───── Given text ─────

An urgent call to action from one of Europe’s most well-regarded political thinkers. How to Lose a Country: The Seven Warning Signs of Rising Populism is a field guide to spotting the insidious patterns and mechanisms of the populist wave sweeping the globe - before it’s too late.

‘It couldn’t happen here’.

Ece Temelkuran heard reasonable people in Britain say it the night of the Brexit vote.

She heard reasonable people in America say it the night Trump’s election was soundtracked by chants of ‘build that wall’.

She heard reasonable people in Turkey say it as Erdoğan rigged elections, rebuilt the economy around cronyism and labelled his opposition as terrorists.

How to Lose a Country is an impassioned plea, a warning to the world that populism and nationalism don’t march fully formed into government; they creep. Award-winning author and journalist Ece Temelkuran identifies the early warning signs of this phenomenon sprouting up across the world, from Eastern Europe to South America, in order to define a global pattern and arm the listener with the tools to root it out.

Proposing alternative, global answers to the pressing - and too often paralysing - political questions of our time, Temelkuran explores the insidious idea of ‘real people’, the infantilisation of language and debate, the way laughter can prove a false friend, and the dangers of underestimating one’s opponent. She weaves memoir, history and clear-sighted argument into an urgent and eloquent defence of democracy.

───── Provided material ─────

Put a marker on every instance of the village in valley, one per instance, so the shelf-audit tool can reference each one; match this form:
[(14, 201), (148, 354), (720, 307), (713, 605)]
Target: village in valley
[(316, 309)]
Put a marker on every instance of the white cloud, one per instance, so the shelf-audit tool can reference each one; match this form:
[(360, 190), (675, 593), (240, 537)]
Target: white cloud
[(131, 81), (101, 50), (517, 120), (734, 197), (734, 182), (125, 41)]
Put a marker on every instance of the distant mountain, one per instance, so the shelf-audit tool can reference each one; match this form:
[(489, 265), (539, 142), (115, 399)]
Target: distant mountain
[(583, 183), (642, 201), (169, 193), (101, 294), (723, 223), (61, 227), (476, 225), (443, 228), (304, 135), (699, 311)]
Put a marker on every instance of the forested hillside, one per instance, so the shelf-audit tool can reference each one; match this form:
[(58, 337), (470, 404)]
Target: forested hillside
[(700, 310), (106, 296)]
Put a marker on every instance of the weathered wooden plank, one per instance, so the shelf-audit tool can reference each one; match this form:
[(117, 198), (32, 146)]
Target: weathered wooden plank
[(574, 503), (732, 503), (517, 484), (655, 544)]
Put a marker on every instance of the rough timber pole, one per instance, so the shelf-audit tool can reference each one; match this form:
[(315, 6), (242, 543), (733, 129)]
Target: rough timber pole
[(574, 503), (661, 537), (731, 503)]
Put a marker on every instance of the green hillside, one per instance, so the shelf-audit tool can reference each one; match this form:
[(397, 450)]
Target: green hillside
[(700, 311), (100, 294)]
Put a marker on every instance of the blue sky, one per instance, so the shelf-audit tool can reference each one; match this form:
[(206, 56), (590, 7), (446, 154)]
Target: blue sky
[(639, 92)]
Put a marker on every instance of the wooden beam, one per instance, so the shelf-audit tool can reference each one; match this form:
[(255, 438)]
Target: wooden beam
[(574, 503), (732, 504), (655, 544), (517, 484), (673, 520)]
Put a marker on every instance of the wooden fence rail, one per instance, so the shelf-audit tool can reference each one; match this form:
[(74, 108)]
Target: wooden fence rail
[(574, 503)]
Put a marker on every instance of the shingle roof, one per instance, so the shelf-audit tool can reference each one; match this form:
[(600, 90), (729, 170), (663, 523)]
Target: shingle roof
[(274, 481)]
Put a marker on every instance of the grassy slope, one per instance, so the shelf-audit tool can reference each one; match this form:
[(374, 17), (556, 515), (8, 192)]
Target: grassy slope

─────

§ **What is asked**:
A: In the book description, on what night did Ece Temelkuran hear reasonable people in Britain say "It couldn't happen here"?
B: Extend the book description with a further passage that picks up after its final sentence.
The records are irrelevant to what is asked here.

§ **Outputs**:
A: The night of the Brexit vote.

B:
No longer can the reasonable comfort themselves with ‘it couldn’t happen here’. It is happening. And soon it may be too late.

©2019 Ece Temelkuran (P)2019 HarperCollins Publishers

Critic reviews

"Highly readable and vibrates with outrage." (The Times, Hannah Lucinda Smith)

"A brilliant analysis of how democracy can be starved to death. It's one of the most important books anyone could read at the moment, when public institutions are slowly being corrupted wherever we look." (Philip Pullman) 

"Temelkuran, a treasure of a novelist, turns a nonfiction eye to the burning topic of today: populism. Vivid, visionary, terrifyingly familiar, How to Lose a Country is essential reading for everyone on planet Earth." (Andrew Sean Greer, Pulitzer Prize winning author of Less)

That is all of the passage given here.